In either case, care must be exercised so that Schedule Visibility Tasks are reviewed and confirmed to ensure that work is not misrepresented to either the contractor or the customer.

11.  Missed Activities

The test: Percentage of completed activities, or activities that should have been completed based on their baseline finish dates, and failed to finish on those dates.

The threshold: 5%.

Many people view this as a performance metric.  That is true, but it is also used to review the quality of the baseline.  For example, if a project has a 50% failure rate to date, what level of confidence should the customer have in future progress?  Is the baseline a workable plan to successfully complete the project?  Does the EVM System reflect the same issues as the IMS?  If not, are they correctly and directly connected? These are questions that should be addressed by the contractor before the customer or other oversight entities ask them.

12.  Critical Path Test

The test: Select a task on the program Critical Path and add a large amount of duration to that task, typically 600 days.

The threshold: The end task or milestone should slip by as many days as the delay in the Critical Path task.

=== COMPLETE THE FOLLOWING ===
a. Translate this sentence from the passage on schedule tests into Spanish: "Many people view this as a performance metric."
b. In the passage on schedule tests, how much duration is typically added to a task on the Critical Path?

=== COLLECTED DATA ===
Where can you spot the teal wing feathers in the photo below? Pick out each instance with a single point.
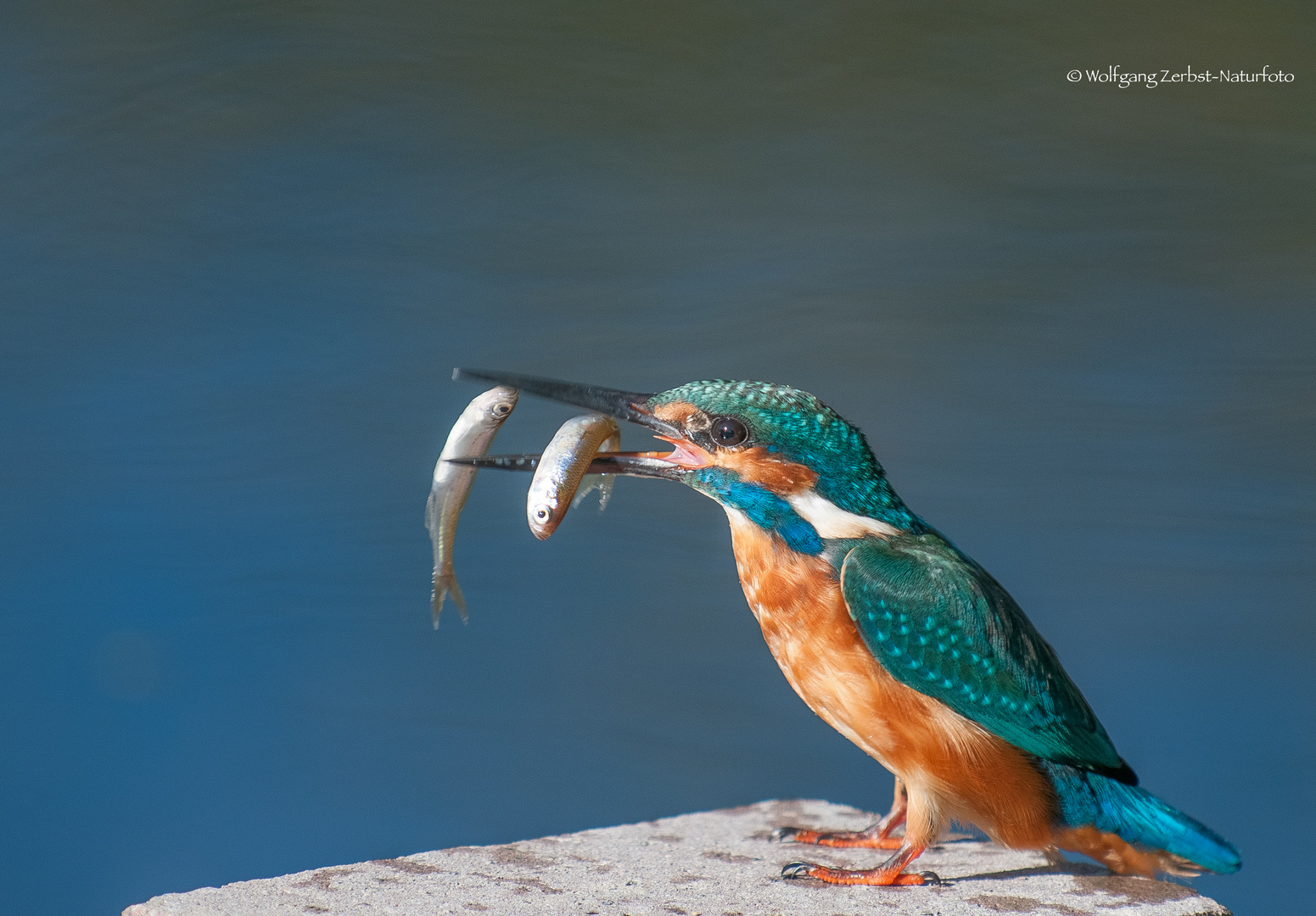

=== TASK-BY-TASK OUTPUTS ===
a. Mucha gente considera esto una métrica de desempeño.

b. Typically 600 days.